本文抜粋:
######

日本データマネージメント・コンソーシアム

会員コラム

【Vol.10】真野正氏「メタデータはデータの証明書である」

JDMC会員による「リレーコラム」。
メンバーの皆さんそれぞれの経験・知見・想いをリレー形式でつなげていきます。
今回、バトンを受け取ったのは、データアーキテクトの真野正さんです。
 

メタデータはデータの証明書である


JDMCの活動が活発に行われていることが証明しているように、データマネジメントという言葉は広く普及してきている。ところが、データマネジメントといった場合、人によって受取り方は様々である。JDMC会員の中でも一様ではない。
 
少し前までは、「データ管理」と呼ばれることが多かった気がする。私がデータ管理という言葉を最初に耳にしたのは「IRM研究会」ではなかろうか。IRMは情報資源管理の略で、80年代半ばの、RDBが出始めの頃であった。オプティマイザの性能がよくないため、テーブル間のジョインを禁止したり、検索条件のちょっとした記述方法でインデックスが使われたり、使われなかったりという時代だ。
 
それでもRDBの登場は、データを一元管理するというデータベース本来の考え方を推進するものであった。RDB以前には、各プログラムでデータ定義をしていたのだが、RDBによりデータ定義は、DB側で行うべきものとなったわけである。
 
その頃のデータ管理というとRDBMSのディクショナリに近い、メタデータ管理のことを指すことが多かったように思う。私が業務としてDOA(データ中心アプローチ)でのシステム開発の推進や、メタデータ管理専用のデータベース(リポジトリィともいう)のコンサルティングをしていたせいかもしれない。そこでのメタデータ管理の目的はと言えば、DOA、システム開発・保守の効率化という側面が大きかった。
 
ある機能追加を行うために、データ項目の変更が必要となったケース、例えば、金額が今まで円単位でよかったのが、銭単位までの精度が求められるようになったとする。どのテーブルでその「金額」項目を使用していて、それらのテーブルを参照しているプログラム・モジュールは何か、あるいは、画面・帳票のどの項目にあたるか、どのバッチジョブに組み込まれているプログラムか等々と、その影響範囲を調べて、その保守に要する工数を算出するのに、メタデータは有効であった。
 
CASE(設計情報を元にプログラムを自動生成することおよびツールを指す)では、このメタデータをどのような構造で保持しているかが肝であった。即ち、メタデータは、システム開発や保守担当者のためのものであった。

######

エントリー一覧:
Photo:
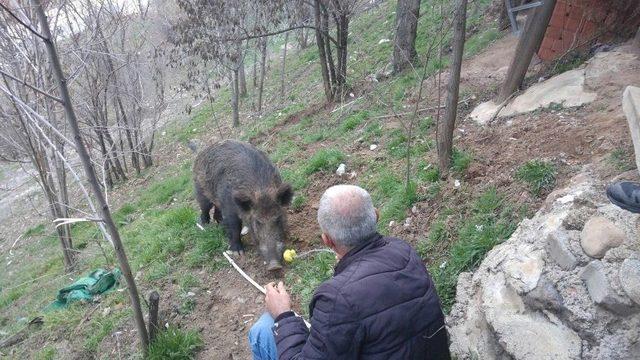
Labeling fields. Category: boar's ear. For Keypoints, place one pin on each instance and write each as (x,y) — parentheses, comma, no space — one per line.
(285,194)
(243,200)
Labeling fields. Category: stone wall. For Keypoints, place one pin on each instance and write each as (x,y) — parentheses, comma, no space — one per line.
(566,285)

######

学習課題:
**a)** メタデータのコラムについて、次の問いに答えなさい。
(i) IRMは何の略か。
(ii) RDB以前には、データ定義はどこで行われていたか。
(iii) CASEでは何が肝であったとされているか。
**b)** メタデータのコラムにある「それでもRDBの登場は、データを一元管理するというデータベース本来の考え方を推進するものであった。」という文を英語に訳しなさい。
**c)** メタデータのコラムを、最後の文の後から書き継ぎなさい。
エントリーはメタデータのコラムとは関係がありません。

練習の解答:
**a)**
(i) 情報資源管理
(ii) 各プログラム
(iii) メタデータをどのような構造で保持しているか

**b)** Even so, the advent of RDBs promoted the original concept of the database: managing data centrally.

**c)**
その後、社内に蓄積された取引データを活用してマーケティング活動に利用しようということで、DWHの構築やBIツールが登場してきた。それらのツールにおいても、メタデータ定義としてのディクショナリが付属していた。しかし、それは、RDBMSのディクショナリのようにツールを動作させるためのものに過ぎなかった。即ち、データを利用しようとする人にとって必要な辞書とはなりえていなかった。
 
集計加工されたデータを利用しようとしている局面を思い描いていただきたい。そのデータ(例えば当月末在庫)は何処で作成されたものか。それは、特定の倉庫のものか、または全倉庫を集計したものか。全倉庫のものとすれば倉庫によって在庫の棚卸日が異なっていないか。関連物流会社で保管している在庫は含むのか等々……いざそのデータを利用しようという時に、様々な疑問が湧いてくる。
 
データ活用が喧伝されている現在、利用者が今利用しているデータが、何処で発生し、どのような変遷を経て、加工されて手元にあるのか、それを記したものが必要であることは明らかだ。
 
食品・流通業界に目を向けてみる。肉牛にICチップを付加した個体識別番号を付与し、スーパーなどでのパック詰めされた肉がどこで加工され、いかなる流通経路をたどって、どの生産者が飼育していた牛なのかまでを追跡できるトレーサビリティシステムが整備されている。
 
背景には、消費者に安心・安全なものを提供しなければならないということがある。少し前に、食品の産地を偽った偽装表示事件が相次いだ。外部データの流通が増えてきたが、データが正しいと言えるのか。また何をもって、正しい/正しくないをのかを判断するのかが肝心である。メタデータを使ってデータの出所を証明し、データのトレーサビリティが実現できるかもしれない。そうなれば、メタデータが添付されていないデータは正しいデータとは言えなくなる。
 
データの品質証明書としてのメタデータの属性としては、何が必要となるだろうか。初期のシステム部門向けだった時のように、意味定義、長さ、桁数、Oracle、Javaといった言語用名称だけでは不十分だ。トレース可能な、データの発生源から加工の変遷、データ鮮度を示す更新頻度、定義域等々が必須となろう。そして、そのメタデータと照合してデータが正しいことを証明する機関の証明書の添付が義務付けられるようになるだろう。社内であれば、IT部門からは独立したデータ監理部門が、社外データについては、専門機関の証明書が必要となってくるのではないか。
 
そのようなわけで、データ活用のためには、メタデータの整備を避けて通ることができなくなる。同じ意味のデータか異なったデータかをきちんと認識して、一つ一つのデータ項目の意味を定義していくという(気が遠くなるほど)地道な作業が必要だ。メタデータ定義のために、データモデリングが必要であることは言うまでもない。
 
 
真野 正(まの ただし)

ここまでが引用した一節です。